__What to produce__.
Quote the whole listing exactly. Leave the pictures out of your copy.

* START Materials provided *

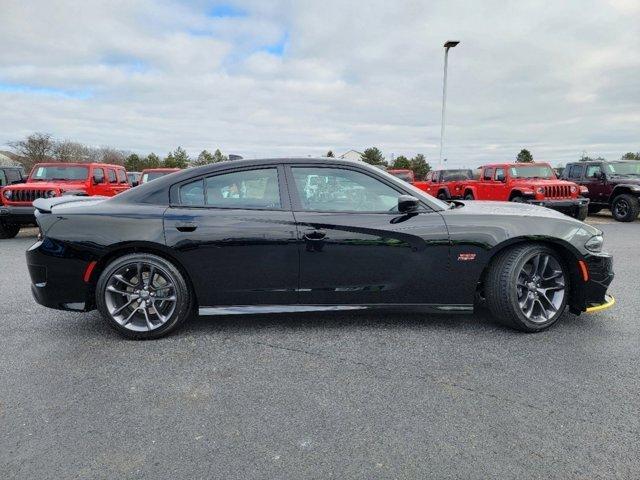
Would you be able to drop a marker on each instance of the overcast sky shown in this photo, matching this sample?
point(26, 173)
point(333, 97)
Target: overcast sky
point(299, 77)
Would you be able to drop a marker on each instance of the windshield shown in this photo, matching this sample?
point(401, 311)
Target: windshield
point(531, 171)
point(623, 168)
point(148, 176)
point(406, 176)
point(59, 172)
point(453, 175)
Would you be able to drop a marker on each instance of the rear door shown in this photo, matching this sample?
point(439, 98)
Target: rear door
point(355, 248)
point(235, 233)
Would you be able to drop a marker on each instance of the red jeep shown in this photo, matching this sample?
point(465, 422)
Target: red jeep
point(445, 184)
point(403, 174)
point(534, 183)
point(52, 180)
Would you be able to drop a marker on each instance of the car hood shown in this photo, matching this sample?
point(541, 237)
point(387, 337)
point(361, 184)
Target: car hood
point(48, 186)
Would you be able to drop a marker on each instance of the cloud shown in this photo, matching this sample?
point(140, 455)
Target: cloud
point(299, 78)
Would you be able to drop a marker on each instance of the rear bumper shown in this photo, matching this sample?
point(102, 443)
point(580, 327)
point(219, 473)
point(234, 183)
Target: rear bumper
point(572, 206)
point(21, 215)
point(57, 278)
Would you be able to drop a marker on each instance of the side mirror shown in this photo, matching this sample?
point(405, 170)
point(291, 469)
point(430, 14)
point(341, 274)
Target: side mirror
point(407, 204)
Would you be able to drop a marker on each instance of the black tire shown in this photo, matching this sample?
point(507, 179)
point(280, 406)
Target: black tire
point(8, 230)
point(502, 290)
point(181, 292)
point(625, 208)
point(593, 209)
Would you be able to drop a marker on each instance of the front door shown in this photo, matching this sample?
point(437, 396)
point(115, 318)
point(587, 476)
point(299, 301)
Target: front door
point(355, 248)
point(235, 234)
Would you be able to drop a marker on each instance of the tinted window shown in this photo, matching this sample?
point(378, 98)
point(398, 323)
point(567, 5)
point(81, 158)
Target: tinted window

* END Materials provided *

__Response to this task__.
Would you be able to drop a marker on each instance of the overcast sky shown in this photo, matching this sample?
point(26, 173)
point(333, 97)
Target: overcast sky
point(299, 77)
Would you be able to drop a marker on each instance of the windshield shown in this photo, matching this sample?
point(401, 311)
Target: windshield
point(531, 171)
point(623, 168)
point(148, 176)
point(406, 176)
point(59, 172)
point(453, 175)
Would you be able to drop a marker on each instance of the rear door shown in this photo, matching this sample?
point(439, 98)
Target: rear door
point(355, 248)
point(235, 233)
Would you be able to drop a marker on each instance of the red jeep shown in this photo, matching this sample?
point(465, 422)
Target: red jeep
point(445, 184)
point(403, 174)
point(534, 183)
point(52, 180)
Would you be able to drop a marker on each instance of the car hood shown in this photo, matching this sample?
point(541, 237)
point(387, 337)
point(361, 184)
Target: car hood
point(48, 186)
Would you be able to drop a marker on each instance of the cloud shown in this photo, matching this sample?
point(140, 455)
Target: cloud
point(299, 78)
Would you be able to drop a marker on each instance of the rear bumper shown in this photo, matching this sample?
point(102, 443)
point(580, 327)
point(219, 473)
point(234, 183)
Target: rear bumper
point(572, 206)
point(21, 215)
point(57, 278)
Would you be able to drop a marker on each instance of the side mirror shown in this photo, matching this sample?
point(405, 170)
point(291, 469)
point(430, 14)
point(341, 274)
Target: side mirror
point(407, 204)
Would you be able to drop a marker on each instance of the black tire shown in this photo, matching this sample?
point(507, 179)
point(280, 406)
Target: black tire
point(8, 230)
point(502, 290)
point(181, 292)
point(625, 208)
point(593, 209)
Would you be able to drop a marker on each instance of the front door shown in this photo, matching this sample?
point(437, 396)
point(115, 318)
point(587, 476)
point(299, 301)
Target: front door
point(355, 248)
point(235, 234)
Would you be able to drop a marker on each instance of the tinted window shown in this photo, matching this sample?
point(378, 98)
point(398, 323)
point(567, 5)
point(81, 158)
Target: tinted window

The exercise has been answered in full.